● RECORDS TO USE:
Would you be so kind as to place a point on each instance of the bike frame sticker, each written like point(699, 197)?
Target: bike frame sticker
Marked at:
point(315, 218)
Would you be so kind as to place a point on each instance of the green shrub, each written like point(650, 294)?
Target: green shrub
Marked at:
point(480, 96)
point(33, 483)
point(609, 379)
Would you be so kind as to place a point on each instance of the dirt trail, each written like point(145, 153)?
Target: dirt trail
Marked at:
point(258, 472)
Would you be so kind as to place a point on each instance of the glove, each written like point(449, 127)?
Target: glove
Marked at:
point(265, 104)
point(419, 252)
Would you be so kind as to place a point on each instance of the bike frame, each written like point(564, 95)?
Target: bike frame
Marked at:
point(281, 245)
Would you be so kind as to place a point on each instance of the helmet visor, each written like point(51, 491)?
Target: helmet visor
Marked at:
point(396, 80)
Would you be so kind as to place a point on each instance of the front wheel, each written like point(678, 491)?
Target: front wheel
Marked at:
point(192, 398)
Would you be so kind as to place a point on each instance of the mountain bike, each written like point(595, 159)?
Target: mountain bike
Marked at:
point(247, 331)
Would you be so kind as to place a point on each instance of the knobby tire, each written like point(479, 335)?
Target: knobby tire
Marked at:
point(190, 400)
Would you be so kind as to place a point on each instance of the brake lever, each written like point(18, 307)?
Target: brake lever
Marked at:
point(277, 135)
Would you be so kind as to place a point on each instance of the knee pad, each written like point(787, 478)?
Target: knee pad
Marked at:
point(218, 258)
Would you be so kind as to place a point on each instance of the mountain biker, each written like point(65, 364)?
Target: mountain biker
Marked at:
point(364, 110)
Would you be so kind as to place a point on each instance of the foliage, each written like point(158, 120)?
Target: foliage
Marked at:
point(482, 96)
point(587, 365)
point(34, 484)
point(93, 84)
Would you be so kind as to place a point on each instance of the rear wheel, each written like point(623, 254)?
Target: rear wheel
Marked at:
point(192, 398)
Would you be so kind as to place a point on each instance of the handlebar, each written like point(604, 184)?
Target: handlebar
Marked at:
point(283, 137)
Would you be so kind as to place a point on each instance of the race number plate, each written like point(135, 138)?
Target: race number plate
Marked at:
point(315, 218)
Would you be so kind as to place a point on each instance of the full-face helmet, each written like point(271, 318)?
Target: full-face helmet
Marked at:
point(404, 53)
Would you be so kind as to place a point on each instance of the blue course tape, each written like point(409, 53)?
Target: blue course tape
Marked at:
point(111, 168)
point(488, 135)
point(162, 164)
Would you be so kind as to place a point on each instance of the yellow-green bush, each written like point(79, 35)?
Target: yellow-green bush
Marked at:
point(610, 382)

● WORK INSTRUCTIONS:
Repeat the data precisely, reproducing every entry.

● SOLUTION:
Would you be so kind as to place a point on each instance of the bike frame sticker, each written like point(699, 197)?
Target: bike frame sticker
Marked at:
point(315, 218)
Would you be so kind as to place a point on each instance of the green shrub, each written like point(650, 294)?
Target: green shrub
Marked at:
point(480, 96)
point(33, 483)
point(609, 379)
Would you be so kind as to place a point on each instance of the dirt trail, each written like point(145, 153)?
Target: dirt trail
Marked at:
point(258, 472)
Would you be so kind as to place a point on each instance of the glove, each written like point(449, 127)?
Target: glove
Marked at:
point(265, 104)
point(419, 252)
Would you be so kind as to place a point on each instance of the bike frame, each written like point(564, 95)?
Target: bike frame
Marked at:
point(281, 245)
Would you be so kind as to place a point on each instance of the helmet visor, each written like point(51, 491)?
Target: helmet visor
Marked at:
point(396, 80)
Would you be so kind as to place a point on each instance of the front wheel, each written like point(678, 491)?
Target: front wheel
Marked at:
point(192, 398)
Would you be so kind as to place a point on each instance of the mountain bike, each written like point(595, 159)?
Target: mountain bike
Marked at:
point(247, 331)
Would you be so kind as to place a point on each instance of the knobby tire, each written like point(479, 335)?
Target: knobby tire
Marked at:
point(190, 400)
Would you be so kind as to place a point on each instance of the brake lever, each written like point(18, 307)?
Target: brake lever
Marked at:
point(277, 135)
Would you be so kind as to place a point on each instance of the knee pad, each written like point(787, 478)?
Target: knee pad
Marked at:
point(218, 258)
Would you be so kind as to place a point on each instance of the mountain biker, each written like point(65, 364)?
Target: mountain biker
Marked at:
point(364, 110)
Would you be so kind as to place a point on each instance of the foliage, each written like point(158, 120)?
Target: foliage
Marked at:
point(482, 96)
point(587, 365)
point(34, 484)
point(93, 84)
Would you be so kind as to place a point on each instance of the rear wheel, each written like point(623, 254)?
Target: rear wheel
Marked at:
point(192, 398)
Would you be so kind as to place a point on each instance of the handlebar, each written like point(604, 184)?
Target: handlebar
Marked at:
point(283, 137)
Would you be so kind as to place a point on each instance of the race number plate, each written like point(135, 138)?
Target: race number plate
Marked at:
point(315, 218)
Would you be so kind as to place a point on each instance of the full-face helmet, each written like point(271, 318)?
Target: full-face helmet
Marked at:
point(404, 53)
Would you be so kind as to place a point on each instance of the blue course tape, each written like point(409, 53)?
Target: blue course tape
Marked at:
point(111, 168)
point(488, 135)
point(162, 164)
Would you be so kind as to place a point on each instance of the yellow-green bush, each written like point(79, 35)?
Target: yellow-green bush
Marked at:
point(610, 382)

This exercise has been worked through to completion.